**Objective:**
Write out all of the rows below word for word, with every line unchanged.

[Point annotation dataset records]

******************************

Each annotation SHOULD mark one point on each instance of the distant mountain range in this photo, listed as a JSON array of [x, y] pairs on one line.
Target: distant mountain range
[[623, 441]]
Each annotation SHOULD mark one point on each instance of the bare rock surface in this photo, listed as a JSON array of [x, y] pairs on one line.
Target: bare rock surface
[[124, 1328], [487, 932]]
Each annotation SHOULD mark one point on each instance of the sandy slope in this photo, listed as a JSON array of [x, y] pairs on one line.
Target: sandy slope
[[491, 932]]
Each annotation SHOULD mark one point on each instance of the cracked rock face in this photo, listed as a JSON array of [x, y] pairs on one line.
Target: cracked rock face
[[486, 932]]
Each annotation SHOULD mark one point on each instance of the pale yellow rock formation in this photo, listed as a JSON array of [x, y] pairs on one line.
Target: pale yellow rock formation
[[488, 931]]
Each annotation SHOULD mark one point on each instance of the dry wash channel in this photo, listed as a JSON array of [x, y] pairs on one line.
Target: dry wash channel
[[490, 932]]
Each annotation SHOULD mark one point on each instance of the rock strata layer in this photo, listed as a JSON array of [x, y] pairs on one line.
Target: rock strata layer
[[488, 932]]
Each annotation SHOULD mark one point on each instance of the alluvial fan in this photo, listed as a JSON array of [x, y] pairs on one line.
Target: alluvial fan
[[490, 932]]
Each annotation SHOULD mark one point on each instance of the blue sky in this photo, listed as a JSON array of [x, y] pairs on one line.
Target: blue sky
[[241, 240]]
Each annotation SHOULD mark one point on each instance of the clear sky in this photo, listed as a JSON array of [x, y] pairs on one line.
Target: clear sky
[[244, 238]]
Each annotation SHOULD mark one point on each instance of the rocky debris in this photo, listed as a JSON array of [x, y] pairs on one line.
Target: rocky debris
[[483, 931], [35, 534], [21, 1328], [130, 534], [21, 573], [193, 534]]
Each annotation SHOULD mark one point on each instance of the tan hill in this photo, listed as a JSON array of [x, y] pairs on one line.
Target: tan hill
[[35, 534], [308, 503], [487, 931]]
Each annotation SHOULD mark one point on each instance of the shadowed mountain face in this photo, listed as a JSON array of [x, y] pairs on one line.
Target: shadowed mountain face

******************************

**Exercise answer:**
Each annotation SHOULD mark one point on each instance of the distant mountain range in this photo, listed as a JSON array of [x, y] pairs on one line.
Target: distant mountain range
[[623, 441]]
Each annotation SHOULD mark one point on each instance of the bare rock surface in this photo, listed as a JSON array of [x, y] pairs on one line.
Target: bare rock surface
[[124, 1328], [487, 932]]
Each annotation SHOULD mark one point on each instance of the sandy slope in this photo, listed as a JSON array of [x, y] pairs on one line.
Target: sandy slope
[[491, 932]]
Each annotation SHOULD mark one point on each instance of the cracked rock face in this photo, listed as a JSON array of [x, y] pairs on one line.
Target: cracked rock face
[[486, 932]]
Each annotation SHOULD mark one point on each instance of the pale yellow rock formation in this photo, listed as a JSON array of [x, y] pairs on one line.
Target: pale yellow rock formation
[[488, 931]]
Each annotation SHOULD mark one point on each instance of the dry wash channel in this photo, listed as a JSON array of [x, y] pairs on one line.
Target: dry wash channel
[[490, 932]]
Each annotation SHOULD mark one point on each instance of the rock strata layer in this photo, listed as a JSON array of [x, y] pairs on one line.
Target: rock strata layer
[[488, 932]]
Each annotation SHOULD mark one point on each instance of the alluvial fan in this photo, listed as a JSON array of [x, y] pairs on one line.
Target: alluvial fan
[[490, 932]]
Each annotation SHOULD mark one point on each instance of the blue sky in this photo, listed as a JSON array of [x, y] pairs on one line.
Target: blue sky
[[241, 240]]
Each annotation SHOULD mark one point on each instance of the clear sky in this photo, listed as a JSON array of [x, y] pairs on one line.
Target: clear sky
[[244, 238]]
Each annotation SHOULD mark one point on each instance of the rocky debris in this photo, listed as a JSON array of [x, y] pairs on one line.
Target: rocky debris
[[483, 931], [35, 534], [21, 1328], [130, 534], [21, 573], [193, 534]]
Each annotation SHOULD mark one point on each instance of the tan hill in this photo, listed as a JSON array of [x, y] pairs on one line.
Target: tan hill
[[35, 534], [308, 503], [487, 931]]
Each annotation SHOULD mark one point on each instance of the shadowed mountain face in this photo, listed as a JSON array of [x, y] pairs on one line.
Target: shadowed mountain face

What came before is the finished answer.